→ **À FAIRE**:
a: Traduisez en anglais cette phrase du texte sur la porte : « Les grands se cachent derrière leur porte et la font garder. »
b: Recopiez le passage du texte sur la porte qui commence par « Les grands se » et se poursuit jusqu’à « leur seule richesse. ».

→ **EXTRAIT DU DOCUMENT**:
Une porte est un passage entre deux mondes, celui que l’on connaît et un autre, inconnu avant de la franchir. Elle peut n’être faite que de brindilles séchées ou de chêne épais, ou même renforcée de ferrures, la porte reste un mystère, car elle cache ce deuxième monde, que l’on ne voit que lorsque la porte est ouverte.

Les grands se cachent derrière leur porte et la font garder. Nul ne sait ce qu’ils font et ce qu’ils vivent derrière. Les rois n’ouvrent jamais une porte. Elle leur est ouverte. Ils peuvent parfois saluer d’un signe de tête l’homme qui tourna la poignée et fit faire un quart de tour à la cloison. Mais le plus souvent ils passent sans s’en rendre compte d’un monde à l’autre sans qu’ils y trouvent le changement. C’est pourquoi les rois disposent d’une continuité de pouvoir que les autres humains n’ont pas. Pour eux, il n’y a pas de mystère. Notons qu’il en est de même des malheureux qui n’ont, eux, pas de porte. Ils errent dans le monde sans pouvoir en trouver d’autres, ils portent leur misère sur le dos et restent à leurs côtés, car elle est leur seule richesse.

→ **DONNÉES FOURNIES**:

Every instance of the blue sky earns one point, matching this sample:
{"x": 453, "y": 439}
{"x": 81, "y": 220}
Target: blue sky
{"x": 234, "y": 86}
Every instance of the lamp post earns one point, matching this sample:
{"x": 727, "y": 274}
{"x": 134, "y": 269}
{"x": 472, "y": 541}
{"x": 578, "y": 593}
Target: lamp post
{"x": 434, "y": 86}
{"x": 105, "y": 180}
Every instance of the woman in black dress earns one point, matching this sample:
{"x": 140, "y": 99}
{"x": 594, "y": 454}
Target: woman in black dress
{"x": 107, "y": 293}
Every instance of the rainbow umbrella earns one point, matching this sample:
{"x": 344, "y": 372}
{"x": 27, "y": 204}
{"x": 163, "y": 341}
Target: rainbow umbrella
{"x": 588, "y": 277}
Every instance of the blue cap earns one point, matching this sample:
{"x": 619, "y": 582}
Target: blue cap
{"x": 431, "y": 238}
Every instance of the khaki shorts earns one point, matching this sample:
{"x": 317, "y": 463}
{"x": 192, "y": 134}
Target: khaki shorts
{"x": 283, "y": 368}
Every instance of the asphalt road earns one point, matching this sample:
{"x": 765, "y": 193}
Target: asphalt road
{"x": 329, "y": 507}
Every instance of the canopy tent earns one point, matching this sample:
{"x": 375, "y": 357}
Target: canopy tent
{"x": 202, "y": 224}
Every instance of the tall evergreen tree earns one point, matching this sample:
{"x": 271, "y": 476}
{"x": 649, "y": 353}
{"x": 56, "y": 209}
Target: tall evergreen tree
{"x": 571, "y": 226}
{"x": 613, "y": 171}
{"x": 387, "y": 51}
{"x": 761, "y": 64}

→ **CORRIGÉS**:
a: The great hide behind their door and have it guarded.

b:
Les grands se cachent derrière leur porte et la font garder. Nul ne sait ce qu’ils font et ce qu’ils vivent derrière. Les rois n’ouvrent jamais une porte. Elle leur est ouverte. Ils peuvent parfois saluer d’un signe de tête l’homme qui tourna la poignée et fit faire un quart de tour à la cloison. Mais le plus souvent ils passent sans s’en rendre compte d’un monde à l’autre sans qu’ils y trouvent le changement. C’est pourquoi les rois disposent d’une continuité de pouvoir que les autres humains n’ont pas. Pour eux, il n’y a pas de mystère. Notons qu’il en est de même des malheureux qui n’ont, eux, pas de porte. Ils errent dans le monde sans pouvoir en trouver d’autres, ils portent leur misère sur le dos et restent à leurs côtés, car elle est leur seule richesse.